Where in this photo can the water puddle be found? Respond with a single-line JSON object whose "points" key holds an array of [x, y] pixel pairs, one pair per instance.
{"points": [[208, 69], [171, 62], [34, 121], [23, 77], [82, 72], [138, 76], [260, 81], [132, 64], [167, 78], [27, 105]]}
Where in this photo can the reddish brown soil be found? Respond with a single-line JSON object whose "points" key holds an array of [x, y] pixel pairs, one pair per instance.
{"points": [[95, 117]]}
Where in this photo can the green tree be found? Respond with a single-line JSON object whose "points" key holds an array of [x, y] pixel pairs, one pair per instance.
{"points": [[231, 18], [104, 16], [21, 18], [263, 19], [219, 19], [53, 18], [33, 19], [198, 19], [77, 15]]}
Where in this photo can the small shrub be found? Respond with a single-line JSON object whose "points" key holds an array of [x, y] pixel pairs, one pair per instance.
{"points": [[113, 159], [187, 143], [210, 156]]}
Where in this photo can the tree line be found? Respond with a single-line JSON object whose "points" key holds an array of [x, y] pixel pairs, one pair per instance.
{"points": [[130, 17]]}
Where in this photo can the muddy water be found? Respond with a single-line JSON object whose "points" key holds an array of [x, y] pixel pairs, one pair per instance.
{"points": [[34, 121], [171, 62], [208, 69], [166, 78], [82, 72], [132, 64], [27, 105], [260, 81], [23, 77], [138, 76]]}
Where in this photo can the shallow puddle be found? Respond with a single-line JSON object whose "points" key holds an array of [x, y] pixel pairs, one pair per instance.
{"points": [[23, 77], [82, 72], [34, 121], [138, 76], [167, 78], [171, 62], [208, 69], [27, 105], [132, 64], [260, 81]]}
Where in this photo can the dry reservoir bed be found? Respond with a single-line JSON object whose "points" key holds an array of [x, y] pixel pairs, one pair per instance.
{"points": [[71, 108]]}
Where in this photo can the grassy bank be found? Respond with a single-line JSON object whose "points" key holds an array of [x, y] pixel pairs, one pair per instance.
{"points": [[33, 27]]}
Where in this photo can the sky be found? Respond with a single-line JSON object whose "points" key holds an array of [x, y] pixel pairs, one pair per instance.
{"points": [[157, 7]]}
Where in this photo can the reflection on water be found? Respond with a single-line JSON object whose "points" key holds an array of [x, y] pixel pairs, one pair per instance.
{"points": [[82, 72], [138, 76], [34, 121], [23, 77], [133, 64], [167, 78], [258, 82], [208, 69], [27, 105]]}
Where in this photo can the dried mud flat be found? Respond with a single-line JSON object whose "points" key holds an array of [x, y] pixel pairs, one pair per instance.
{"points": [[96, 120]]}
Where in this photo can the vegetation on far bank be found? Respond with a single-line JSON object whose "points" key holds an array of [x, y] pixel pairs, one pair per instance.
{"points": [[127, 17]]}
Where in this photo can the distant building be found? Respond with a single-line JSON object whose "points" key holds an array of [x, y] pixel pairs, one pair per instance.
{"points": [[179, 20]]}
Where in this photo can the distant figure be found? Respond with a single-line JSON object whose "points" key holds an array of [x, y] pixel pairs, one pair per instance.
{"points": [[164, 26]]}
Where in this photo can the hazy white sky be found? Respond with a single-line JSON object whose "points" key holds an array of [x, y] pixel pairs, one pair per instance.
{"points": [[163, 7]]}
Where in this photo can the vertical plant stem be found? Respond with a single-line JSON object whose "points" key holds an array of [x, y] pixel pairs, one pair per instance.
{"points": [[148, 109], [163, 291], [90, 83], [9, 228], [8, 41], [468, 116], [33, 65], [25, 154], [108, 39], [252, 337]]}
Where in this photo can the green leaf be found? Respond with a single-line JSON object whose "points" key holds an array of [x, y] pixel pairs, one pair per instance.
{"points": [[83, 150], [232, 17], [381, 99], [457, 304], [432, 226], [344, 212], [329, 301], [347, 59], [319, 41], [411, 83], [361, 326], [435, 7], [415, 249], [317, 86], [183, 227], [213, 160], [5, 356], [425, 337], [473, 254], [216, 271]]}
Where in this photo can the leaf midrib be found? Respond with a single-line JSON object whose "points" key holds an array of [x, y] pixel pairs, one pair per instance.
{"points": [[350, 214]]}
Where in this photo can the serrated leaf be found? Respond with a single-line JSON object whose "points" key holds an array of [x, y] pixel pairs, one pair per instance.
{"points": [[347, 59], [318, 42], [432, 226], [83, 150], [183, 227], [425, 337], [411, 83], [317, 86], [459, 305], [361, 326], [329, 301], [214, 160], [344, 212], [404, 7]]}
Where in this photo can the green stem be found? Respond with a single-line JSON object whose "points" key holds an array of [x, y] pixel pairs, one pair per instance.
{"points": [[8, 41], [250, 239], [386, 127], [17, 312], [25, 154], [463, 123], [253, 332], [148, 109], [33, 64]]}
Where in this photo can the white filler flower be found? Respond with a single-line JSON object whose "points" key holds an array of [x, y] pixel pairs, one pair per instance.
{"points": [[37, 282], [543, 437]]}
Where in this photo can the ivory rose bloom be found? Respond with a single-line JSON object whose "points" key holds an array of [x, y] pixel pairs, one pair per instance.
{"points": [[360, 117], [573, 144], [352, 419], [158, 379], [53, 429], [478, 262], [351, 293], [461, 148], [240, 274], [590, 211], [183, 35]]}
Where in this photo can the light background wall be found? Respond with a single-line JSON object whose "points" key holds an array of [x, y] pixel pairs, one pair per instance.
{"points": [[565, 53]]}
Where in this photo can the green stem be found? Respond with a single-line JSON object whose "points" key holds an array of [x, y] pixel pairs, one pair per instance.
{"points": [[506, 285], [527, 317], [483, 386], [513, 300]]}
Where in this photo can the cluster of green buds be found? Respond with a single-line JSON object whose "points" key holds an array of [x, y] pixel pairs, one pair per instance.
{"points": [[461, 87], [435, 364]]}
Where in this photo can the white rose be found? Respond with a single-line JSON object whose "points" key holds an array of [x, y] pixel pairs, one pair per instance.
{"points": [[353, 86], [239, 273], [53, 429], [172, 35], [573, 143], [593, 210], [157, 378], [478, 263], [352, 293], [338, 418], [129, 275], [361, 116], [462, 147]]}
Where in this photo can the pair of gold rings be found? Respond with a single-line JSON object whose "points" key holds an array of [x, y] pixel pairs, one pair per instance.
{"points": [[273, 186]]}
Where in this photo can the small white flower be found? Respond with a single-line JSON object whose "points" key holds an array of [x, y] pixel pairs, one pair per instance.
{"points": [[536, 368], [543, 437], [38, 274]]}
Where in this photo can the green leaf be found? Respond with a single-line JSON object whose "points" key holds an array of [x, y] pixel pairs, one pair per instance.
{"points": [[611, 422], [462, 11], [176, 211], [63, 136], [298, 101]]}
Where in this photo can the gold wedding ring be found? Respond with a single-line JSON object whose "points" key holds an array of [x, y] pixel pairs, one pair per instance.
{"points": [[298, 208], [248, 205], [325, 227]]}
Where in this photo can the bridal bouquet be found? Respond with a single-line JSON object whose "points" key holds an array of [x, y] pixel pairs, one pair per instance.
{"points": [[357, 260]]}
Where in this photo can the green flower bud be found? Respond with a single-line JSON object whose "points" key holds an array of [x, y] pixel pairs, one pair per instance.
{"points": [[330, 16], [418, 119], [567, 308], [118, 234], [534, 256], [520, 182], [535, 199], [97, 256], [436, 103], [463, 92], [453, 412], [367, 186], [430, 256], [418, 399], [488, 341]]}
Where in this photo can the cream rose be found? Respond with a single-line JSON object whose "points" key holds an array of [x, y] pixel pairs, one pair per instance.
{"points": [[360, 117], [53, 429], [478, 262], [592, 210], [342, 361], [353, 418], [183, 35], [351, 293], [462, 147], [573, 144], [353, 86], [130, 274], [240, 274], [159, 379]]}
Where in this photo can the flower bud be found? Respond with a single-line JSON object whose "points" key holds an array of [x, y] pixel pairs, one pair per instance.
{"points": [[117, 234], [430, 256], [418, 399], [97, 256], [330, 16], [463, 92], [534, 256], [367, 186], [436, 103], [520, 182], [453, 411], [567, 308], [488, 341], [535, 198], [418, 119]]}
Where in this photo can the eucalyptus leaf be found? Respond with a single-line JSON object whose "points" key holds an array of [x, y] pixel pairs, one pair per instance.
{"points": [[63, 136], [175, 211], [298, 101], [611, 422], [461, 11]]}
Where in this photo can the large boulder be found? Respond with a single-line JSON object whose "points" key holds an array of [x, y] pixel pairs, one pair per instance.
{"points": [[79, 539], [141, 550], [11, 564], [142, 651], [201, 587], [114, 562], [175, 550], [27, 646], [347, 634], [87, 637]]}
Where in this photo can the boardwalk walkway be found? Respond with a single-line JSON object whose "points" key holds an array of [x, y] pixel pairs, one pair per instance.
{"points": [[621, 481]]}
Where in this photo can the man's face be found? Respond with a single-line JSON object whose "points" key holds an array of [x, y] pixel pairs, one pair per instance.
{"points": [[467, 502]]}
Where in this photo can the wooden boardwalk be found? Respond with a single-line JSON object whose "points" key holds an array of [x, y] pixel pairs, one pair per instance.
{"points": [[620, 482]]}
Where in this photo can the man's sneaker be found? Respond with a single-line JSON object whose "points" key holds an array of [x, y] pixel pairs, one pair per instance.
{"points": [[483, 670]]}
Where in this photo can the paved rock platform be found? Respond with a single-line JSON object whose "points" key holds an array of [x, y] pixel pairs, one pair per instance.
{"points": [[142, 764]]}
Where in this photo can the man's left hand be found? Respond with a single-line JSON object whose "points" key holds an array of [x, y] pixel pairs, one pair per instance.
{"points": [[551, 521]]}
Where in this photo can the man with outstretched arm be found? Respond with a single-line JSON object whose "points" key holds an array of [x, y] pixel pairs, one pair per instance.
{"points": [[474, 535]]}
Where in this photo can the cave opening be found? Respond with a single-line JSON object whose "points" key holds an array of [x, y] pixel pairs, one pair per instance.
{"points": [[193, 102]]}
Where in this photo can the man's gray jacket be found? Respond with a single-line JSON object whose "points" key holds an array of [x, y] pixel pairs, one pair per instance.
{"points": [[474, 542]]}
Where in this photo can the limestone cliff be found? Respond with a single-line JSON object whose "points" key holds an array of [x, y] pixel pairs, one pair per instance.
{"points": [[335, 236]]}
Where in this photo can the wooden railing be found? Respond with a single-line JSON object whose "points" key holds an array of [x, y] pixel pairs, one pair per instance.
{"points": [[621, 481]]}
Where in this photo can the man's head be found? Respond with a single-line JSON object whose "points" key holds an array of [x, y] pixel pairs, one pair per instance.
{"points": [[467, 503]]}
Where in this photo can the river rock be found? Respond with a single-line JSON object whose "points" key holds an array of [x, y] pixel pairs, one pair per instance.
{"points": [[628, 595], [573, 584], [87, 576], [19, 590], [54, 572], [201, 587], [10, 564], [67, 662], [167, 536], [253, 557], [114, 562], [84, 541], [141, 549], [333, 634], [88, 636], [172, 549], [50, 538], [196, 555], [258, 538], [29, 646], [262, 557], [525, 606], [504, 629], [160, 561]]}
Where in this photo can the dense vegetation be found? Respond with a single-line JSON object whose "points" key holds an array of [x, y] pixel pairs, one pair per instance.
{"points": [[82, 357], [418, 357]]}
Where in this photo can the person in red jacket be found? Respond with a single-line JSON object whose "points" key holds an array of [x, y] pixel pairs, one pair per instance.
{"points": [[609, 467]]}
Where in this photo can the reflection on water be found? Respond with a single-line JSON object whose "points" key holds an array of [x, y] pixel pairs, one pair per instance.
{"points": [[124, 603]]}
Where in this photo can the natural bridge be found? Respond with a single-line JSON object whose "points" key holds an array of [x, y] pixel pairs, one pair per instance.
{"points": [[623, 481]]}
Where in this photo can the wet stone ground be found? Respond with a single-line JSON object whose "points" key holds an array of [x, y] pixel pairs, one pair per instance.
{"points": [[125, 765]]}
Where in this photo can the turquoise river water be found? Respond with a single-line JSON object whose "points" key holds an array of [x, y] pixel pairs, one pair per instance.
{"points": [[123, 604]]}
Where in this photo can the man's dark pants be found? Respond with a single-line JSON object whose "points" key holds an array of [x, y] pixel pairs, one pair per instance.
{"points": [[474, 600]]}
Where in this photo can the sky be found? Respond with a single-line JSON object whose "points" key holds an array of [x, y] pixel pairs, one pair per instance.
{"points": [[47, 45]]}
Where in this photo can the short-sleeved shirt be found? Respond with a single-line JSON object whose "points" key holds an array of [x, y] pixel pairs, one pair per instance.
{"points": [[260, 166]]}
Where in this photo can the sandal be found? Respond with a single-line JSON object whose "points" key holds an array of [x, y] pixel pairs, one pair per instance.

--------------------------------

What you are asked to do: Starting at the line with "Where in this photo can the turquoise", copy every line up to and including the last one in the entries above.

Solution for this task:
Where in this photo can the turquoise river water be found? Respond with a single-line JSON object whose "points" key holds an array of [x, y] pixel pairs, one pair per instance.
{"points": [[123, 604]]}
Where in this photo can the man's dark pants be found? Respond with a single-line JSON object whose "points" key holds an array of [x, y] pixel pairs, one pair per instance.
{"points": [[474, 600]]}
Where in this photo can the sky be found? Respond with a single-line JSON object whose "points" key holds an array of [x, y] pixel pairs, one pair per instance.
{"points": [[47, 45]]}
Where in this photo can the short-sleeved shirt be found? Respond with a single-line JSON object whose "points" key holds an array of [x, y] pixel pairs, one pair per instance.
{"points": [[260, 166]]}
Where in this photo can the sandal be found? Respond with a single-line JSON object whose "points" key holds an array of [x, y] pixel pairs, one pair per instance.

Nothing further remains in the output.